= Work instructions =
Transcribe, word for word, the stretch of the forum thread about beating the Empire steam tank from "4 warrior priests(one" through "beat these guys?".

= Excerpt to read =
################

4 warrior priests(one of them valk on the mobile) my poor 3 dispell dice never stood a chance.
he had a nice gunline going too, softened me up just enough for the stank to finish me... how in the heck do you beat these guys?
I'm just guessing throw all your no armour save stuff at em?


----------



## The Son of Horus (Dec 30, 2006)

I've never played against the stank popemobile shinannigans, but off the top of my head, the roles of Warriors and Marauders in the army sort of reverse against that. The Empire player is going to beat your Warriors into a bloody smear in the shooting and magic phases, so your Marauders are going to have to do the heavy lifting since the Empire player will probably just leave them be until the Warriors are neutralized. With that in mind, consider that a Marauder is slightly better than an Empire State Trooper, so all else being the same, they should win combats they get into. 

The only real way to deal with a steam tank is to find some way of shooting it with a war machine. Or hitting it with something S7. Dragon Ogres with great weapons or a hellcannon are probably the simplest solutions-- I hate to be the proponent of just bringing a unit as a solution rather than using any actual tactics to do the job, but sometimes that's all there is with broke ass shit like the Empire Stank Popemobile hustle. Keep in mind that because the Steam Tank counts as a War Machine in all regards, a S7+ hit destroys it.


----------



## maddermax (May 12, 2008)

The Son of Horus said:


> the Steam Tank counts as a War Machine in all regards, a S7+ hit destroys it.


I think you might have that a bit confused. Chariots are destroyed outright by st. 7 and above hits, but it says nothing like that for war machines.... they'll still just take the normal number of wounds from st. 7 and above stuff.

################

= Information shown =
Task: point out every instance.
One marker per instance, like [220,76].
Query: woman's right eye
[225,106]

################

= Task result =
4 warrior priests(one of them valk on the mobile) my poor 3 dispell dice never stood a chance.
he had a nice gunline going too, softened me up just enough for the stank to finish me... how in the heck do you beat these guys?